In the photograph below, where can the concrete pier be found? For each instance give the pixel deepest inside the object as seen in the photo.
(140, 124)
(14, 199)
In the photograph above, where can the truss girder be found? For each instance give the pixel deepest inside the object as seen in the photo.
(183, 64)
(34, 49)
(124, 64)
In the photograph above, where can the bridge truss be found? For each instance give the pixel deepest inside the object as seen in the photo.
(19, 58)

==

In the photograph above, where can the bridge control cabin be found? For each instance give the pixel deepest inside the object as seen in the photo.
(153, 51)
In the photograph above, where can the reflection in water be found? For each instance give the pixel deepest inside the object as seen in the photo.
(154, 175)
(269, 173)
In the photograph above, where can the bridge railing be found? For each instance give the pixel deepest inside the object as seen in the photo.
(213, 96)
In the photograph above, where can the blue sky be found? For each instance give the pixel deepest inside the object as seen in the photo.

---

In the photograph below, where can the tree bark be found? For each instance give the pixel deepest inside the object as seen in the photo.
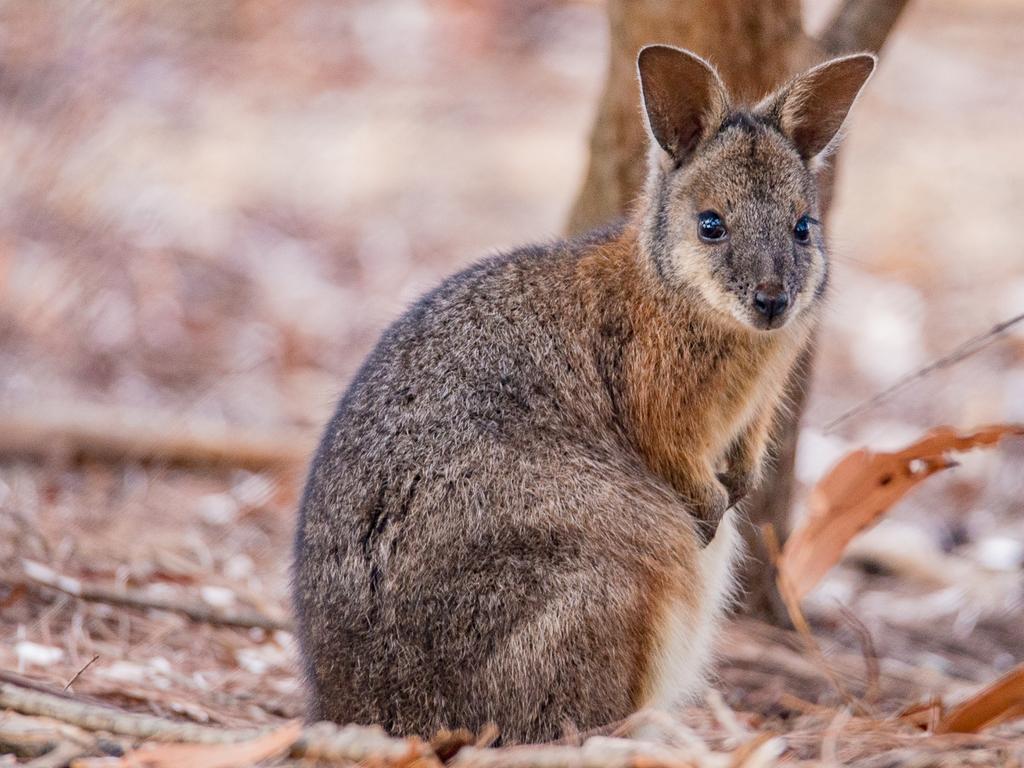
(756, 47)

# REQUIRED TASK
Scale the coordinates in the stretch from the line containing "In the photograph above, where can the bridge railing" through the line containing "In the photograph above, where can the blue". Write out every line of that stretch in full, changing only the coordinate pairs given as answers: multiply each number in them by 1.5 and round to a whole number, with halves rounding up.

# WORKED ANSWER
In the photograph above, where can the bridge railing be found? For each instance give the pixel deepest inside the object as seen in the photo.
(320, 144)
In the photograph above, where can the blue sky be found? For each instance give the pixel deepest inside the object as seen in the photo.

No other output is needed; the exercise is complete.